Quoted passage
"""

Strombergs is expensive and you have no idea what you are getting until it gets to your house. I have wild types and blondes. I will see if I have any young ones for you. I sell mine for $10 each.


----------



## MaryOfExeter (Sep 30, 2007)

Also yes, you can have one for a while before you get the next one  Just when you do introduce them, don't stick them together right off the bat to avoid fighting.


----------



## MaryOfExeter (Sep 30, 2007)

I just checked and Strombergs has gone down quite a bit in the past several years. I still have my 2008 catalogue and plain white ringnecks were $75 per pair. Ivories were $115 per pair. I know show breeders who don't even sell their doves for that much. But at least now they are only $32.50 per bird....And their diamond doves used to be $80 per pair and up to $215 for the more rare colors. I can get the wild type ones for $30-40 per pair. It's just crazy. I didn't check to see how low they've dropped those now.

Anyway, I went outside to see what I have available, if you are interested. If not, I totally understand. I keep mine in a loft so they are not super tame but not bat crazy either. They are a little high strung at the moment due to hawks that often hang on the aviary. If you do decide you want one, two, or however many, I will put them in my breeding cages to work on calming them down to make taming more easy for you.

Here are 3 for sale. The middle one is a male and an earlier hatch from this year.








A young orange








Young blonde. The blonde pied on the left side is an older male from this year and also for sale.








Brother to the middle bird in the first picture....I think. They both look the same and are both males. I can't remember which one this is now LOL











I have no idea if there are any hens. I only know the 3 older hatches are males. The rest are only a few months old.


----------



## shadowdove23 (Jun 27, 2012)

Well, I am only interested in the wild colored ones, as mentioned above, and it looks like you have at least one. Do you band yours? PM me about ALL of the details, and I will get back to you.


----------



## shadowdove23 (Jun 27, 2012)

I also want to stress, as mentioned above, that the core of this question is simply should I purchase one bird, or two. I would love for them to be tame, but unfortunately that doesn't sound easy for a pair of birds, compared to a single one, but my concern is the lack of time to spend around he/she. I would have about 4-6 hours a day, depending on the day. Breeding sounds like an amazing idea, and a dream of mine, but perhaps one would be best for now.


----------



## Shadowringneck23 (Jul 5, 2012)

*Breeding and Companionship*

I would recommend you purchase a single male so that you do not have to worry about the removal of infertile eggs. You should become better experienced with Ringneck Doves before trying to breed them.


----------

"""

To be done
1. Reproduce the passage of the dove thread between "Well, I am only" and "best for now.", inclusive.
2. In the dove thread, what price did the 2008 Strombergs catalogue list for a pair of plain white ringnecks?
3. Condense the paragraph of the dove thread that begins "Anyway, I went outside" into a short bulleted list that keeps its main facts.

Dataset extract
"""

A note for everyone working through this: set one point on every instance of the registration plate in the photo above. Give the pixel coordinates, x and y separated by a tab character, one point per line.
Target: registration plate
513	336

"""

Results by task
1.
Well, I am only interested in the wild colored ones, as mentioned above, and it looks like you have at least one. Do you band yours? PM me about ALL of the details, and I will get back to you.


----------



## shadowdove23 (Jun 27, 2012)

I also want to stress, as mentioned above, that the core of this question is simply should I purchase one bird, or two. I would love for them to be tame, but unfortunately that doesn't sound easy for a pair of birds, compared to a single one, but my concern is the lack of time to spend around he/she. I would have about 4-6 hours a day, depending on the day. Breeding sounds like an amazing idea, and a dream of mine, but perhaps one would be best for now.

2. $75 per pair.

3.
- The writer checked outside to see which birds are available.
- The birds live in a loft, so they are not very tame but not wild either.
- Hawks that often sit on the aviary have made them somewhat high strung for now.
- Any birds a buyer chooses would go into breeding cages first to calm them and make taming easier.